> **RECORD EXTRACTS**:
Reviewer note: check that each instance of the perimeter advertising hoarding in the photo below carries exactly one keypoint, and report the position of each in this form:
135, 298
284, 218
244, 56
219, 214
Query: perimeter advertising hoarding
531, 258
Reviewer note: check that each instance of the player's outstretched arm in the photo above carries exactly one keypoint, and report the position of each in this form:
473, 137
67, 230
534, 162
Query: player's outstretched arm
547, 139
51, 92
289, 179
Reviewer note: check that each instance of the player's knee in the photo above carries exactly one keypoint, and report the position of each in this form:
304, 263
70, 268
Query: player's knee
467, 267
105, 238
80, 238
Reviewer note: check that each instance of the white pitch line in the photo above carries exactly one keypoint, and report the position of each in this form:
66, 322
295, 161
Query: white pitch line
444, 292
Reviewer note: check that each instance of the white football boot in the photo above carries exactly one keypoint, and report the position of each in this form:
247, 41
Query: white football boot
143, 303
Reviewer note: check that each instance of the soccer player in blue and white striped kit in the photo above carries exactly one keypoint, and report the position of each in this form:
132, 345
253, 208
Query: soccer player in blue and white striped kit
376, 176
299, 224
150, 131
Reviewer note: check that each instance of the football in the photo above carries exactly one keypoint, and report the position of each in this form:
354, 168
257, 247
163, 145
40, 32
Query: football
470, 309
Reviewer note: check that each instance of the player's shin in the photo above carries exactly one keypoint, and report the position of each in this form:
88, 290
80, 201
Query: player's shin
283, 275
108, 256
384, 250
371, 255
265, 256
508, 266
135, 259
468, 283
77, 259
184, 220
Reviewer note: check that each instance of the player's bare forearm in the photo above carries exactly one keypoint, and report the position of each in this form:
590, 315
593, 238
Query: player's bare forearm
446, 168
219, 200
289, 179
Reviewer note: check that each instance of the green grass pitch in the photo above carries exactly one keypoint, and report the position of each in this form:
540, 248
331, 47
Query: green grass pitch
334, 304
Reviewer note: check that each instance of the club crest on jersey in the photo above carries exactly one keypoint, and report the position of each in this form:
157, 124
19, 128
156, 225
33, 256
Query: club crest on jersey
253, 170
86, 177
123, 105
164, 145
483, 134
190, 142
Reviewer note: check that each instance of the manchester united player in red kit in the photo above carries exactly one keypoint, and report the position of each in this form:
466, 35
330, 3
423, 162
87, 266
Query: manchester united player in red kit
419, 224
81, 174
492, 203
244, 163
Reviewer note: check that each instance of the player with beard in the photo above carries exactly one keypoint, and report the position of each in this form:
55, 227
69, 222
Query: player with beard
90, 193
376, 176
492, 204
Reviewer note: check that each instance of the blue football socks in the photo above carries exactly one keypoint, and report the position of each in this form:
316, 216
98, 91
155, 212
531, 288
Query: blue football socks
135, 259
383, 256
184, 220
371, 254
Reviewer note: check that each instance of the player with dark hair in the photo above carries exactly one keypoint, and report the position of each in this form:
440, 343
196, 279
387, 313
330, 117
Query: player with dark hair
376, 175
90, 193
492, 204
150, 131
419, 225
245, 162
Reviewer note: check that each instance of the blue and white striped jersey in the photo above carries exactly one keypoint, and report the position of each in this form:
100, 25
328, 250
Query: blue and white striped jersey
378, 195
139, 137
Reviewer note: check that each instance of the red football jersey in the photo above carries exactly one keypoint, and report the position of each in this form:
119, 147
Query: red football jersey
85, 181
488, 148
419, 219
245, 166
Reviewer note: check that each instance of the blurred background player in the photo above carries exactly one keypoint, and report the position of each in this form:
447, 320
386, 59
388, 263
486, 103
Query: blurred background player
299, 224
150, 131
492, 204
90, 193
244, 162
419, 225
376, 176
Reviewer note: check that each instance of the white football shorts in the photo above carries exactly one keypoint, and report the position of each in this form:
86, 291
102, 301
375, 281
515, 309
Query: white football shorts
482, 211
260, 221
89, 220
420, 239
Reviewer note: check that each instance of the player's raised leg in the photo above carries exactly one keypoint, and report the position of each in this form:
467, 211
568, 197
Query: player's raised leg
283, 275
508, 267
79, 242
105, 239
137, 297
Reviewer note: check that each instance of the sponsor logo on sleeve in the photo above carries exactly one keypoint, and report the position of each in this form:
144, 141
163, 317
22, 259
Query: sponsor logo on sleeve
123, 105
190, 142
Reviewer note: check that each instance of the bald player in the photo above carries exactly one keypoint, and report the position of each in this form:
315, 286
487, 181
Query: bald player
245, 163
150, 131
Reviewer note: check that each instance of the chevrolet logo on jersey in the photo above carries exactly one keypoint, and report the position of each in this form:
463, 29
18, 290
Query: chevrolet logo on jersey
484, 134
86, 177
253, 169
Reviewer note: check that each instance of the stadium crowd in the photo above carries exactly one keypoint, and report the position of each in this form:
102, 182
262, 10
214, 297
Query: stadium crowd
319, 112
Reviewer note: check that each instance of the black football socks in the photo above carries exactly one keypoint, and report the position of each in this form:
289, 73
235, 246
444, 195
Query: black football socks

> **TASK STATEMENT**: Transcribe all of the material above with complete accuracy.

> **EXERCISE SOLUTION**:
Reviewer note: check that each instance of the perimeter advertising hoarding in the photo below carries exactly one keypoint, and report the position of each in this form:
135, 298
284, 218
244, 56
219, 214
Query: perimeter advertising hoarding
531, 258
Reviewer note: check that each instance of the player's outstretched arm in the photo above carries exactly one keypoint, and report the position of each in this form:
473, 137
67, 230
534, 162
Query: player's outstretched arm
547, 139
51, 92
289, 179
Reviewer note: check that each instance of the player's knee in the photo above carries exactly one keypoint, and report the position of each in this form:
304, 263
70, 268
Query: player's knee
467, 267
105, 238
80, 238
Reviewer note: check that each instance of the white pitch line in the photo above carries exactly one keypoint, and report the position of each in this form:
66, 322
295, 161
Query: white pitch line
444, 292
Reviewer note: check that each instance of the white football boot in the photo above carries exactly one keypoint, and report the position of each in this form:
247, 41
Query: white football boot
143, 303
Reviewer note: check that each instance of the soccer player in blue and white striped kit in the photo above carries exactly one keypoint, and report the position of each in this form:
132, 345
253, 208
Query: soccer player in blue and white striped kit
376, 176
299, 224
150, 131
Reviewer note: check that each instance of the football in the photo above carries exactly one keypoint, and report the position of each in this form:
354, 168
257, 247
163, 145
40, 32
Query: football
470, 309
Reviewer note: check that each instance of the player's shin in the photo above carries exactly one keypoint, and report the position of each in this form:
88, 290
80, 201
Query: player's shin
283, 275
108, 256
384, 250
371, 255
265, 256
508, 266
135, 259
468, 283
77, 259
184, 220
Reviewer note: check that each instance of the player's bare forearm in the photo above carries exactly one keypoint, and report the position of each in this form:
590, 315
593, 238
Query: player's bare forearm
446, 168
219, 200
289, 179
Reviewer note: check that each instance of the green grass pitch in the photo above carries exactly one keypoint, and report the position of each in this form:
540, 248
331, 47
Query: green grass pitch
334, 304
Reviewer note: check that each instance of the club crest on jersey in the photo above carries exactly one keypoint, and report the position of each in this form:
157, 124
19, 128
156, 225
33, 256
Query: club crest on jersey
253, 170
86, 177
123, 105
164, 145
483, 134
190, 142
Reviewer note: check that each instance of the manchester united player in red kit in the photo above carries exactly one keypoint, and report the position of each in this form:
466, 35
330, 3
423, 162
87, 266
Query: manchester united player in red kit
419, 224
81, 174
492, 203
244, 163
Reviewer note: check that each instance of the player with beard in the photo above carries exactly one keypoint, and report the position of each in this form:
55, 227
69, 222
Query: player with beard
90, 193
376, 176
492, 204
Reviewer note: check that each instance of the blue football socks in the photo above carries exactly one keypoint, and report the position of each in this form:
316, 216
98, 91
155, 212
531, 288
Query: blue football socks
135, 259
383, 256
184, 220
371, 254
Reviewer note: check that each instance of the player with dark hair in the photo above carries exactly one keypoint, and report the position of each in this form:
440, 343
196, 279
387, 313
330, 117
Query: player with dark hair
376, 175
90, 193
492, 204
150, 131
419, 225
245, 162
Reviewer note: check that each instance of the blue and white striped jersey in the photo above carries exactly one keypoint, and report the position of each in this form:
100, 25
328, 250
Query: blue and white striped jersey
378, 195
139, 137
Reviewer note: check that each instance of the red football jersey in the photo above carries exactly one keypoint, and report the position of each in this form:
119, 147
Query: red football jersey
85, 181
488, 148
419, 219
245, 166
Reviewer note: check that each instance of the blurred background player in the photo above carries exactly one keypoint, and report the position of each in this form:
447, 320
386, 59
388, 263
486, 103
Query: blurred background player
299, 224
150, 131
492, 204
90, 193
244, 162
419, 225
376, 176
Reviewer note: check that each instance of the white football shorts in the photo above carries exactly one keypoint, and report the position of each in this form:
86, 291
102, 301
375, 281
515, 309
Query: white football shorts
482, 211
260, 221
89, 220
420, 239
Reviewer note: check that each instance of the player's raised leg in the photo above carries exactly one keypoint, and report the position of each in this form:
467, 211
568, 197
Query: player's raised leg
283, 275
508, 267
79, 242
105, 239
137, 297
Reviewer note: check that each instance of the sponsor logo on sleeve in the photo above carries exactly one keypoint, and report the position of each in this form:
144, 141
163, 317
22, 259
Query: sponsor logo on sleeve
123, 105
190, 142
Reviewer note: check that each instance of the bald player in the photo above carries exactly one keypoint, and report the position of each in this form:
315, 286
487, 181
Query: bald player
245, 163
150, 131
Reviewer note: check that each instance of the chevrolet logo on jersey in the photo above carries exactly one keypoint, and report the position of each in this form:
463, 29
18, 290
Query: chevrolet logo on jersey
484, 134
86, 177
253, 169
Reviewer note: check that each instance of the stadium crowd in the photo above carries exactly one keypoint, and report the position of each in this form:
102, 182
262, 10
214, 297
Query: stadium crowd
319, 112
Reviewer note: check that each instance of the black football socks in the photo above carries exactly one keypoint, and report the position of each in this form:
289, 73
235, 246
444, 195
Query: black football socks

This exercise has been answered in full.